- **What you need to do**: Can you edit the items below so that every "beanie hat" becomes "wool cap", change nothing else, and leave out the pictures?
** Start of Input records **
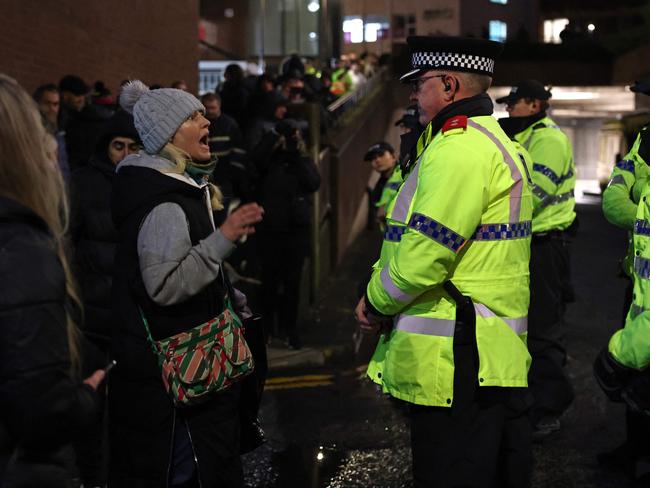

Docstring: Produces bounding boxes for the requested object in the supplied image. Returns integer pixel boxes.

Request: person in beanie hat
[496,80,577,440]
[108,81,262,488]
[594,78,650,477]
[355,37,533,488]
[363,141,402,232]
** End of Input records **
- **Final result**:
Docstring: Produces bounding boxes for the requested object in the supplied image. Returns integer pixel boxes.

Request: person in wool cap
[496,80,577,440]
[108,81,262,488]
[594,78,650,477]
[355,37,533,488]
[363,141,402,232]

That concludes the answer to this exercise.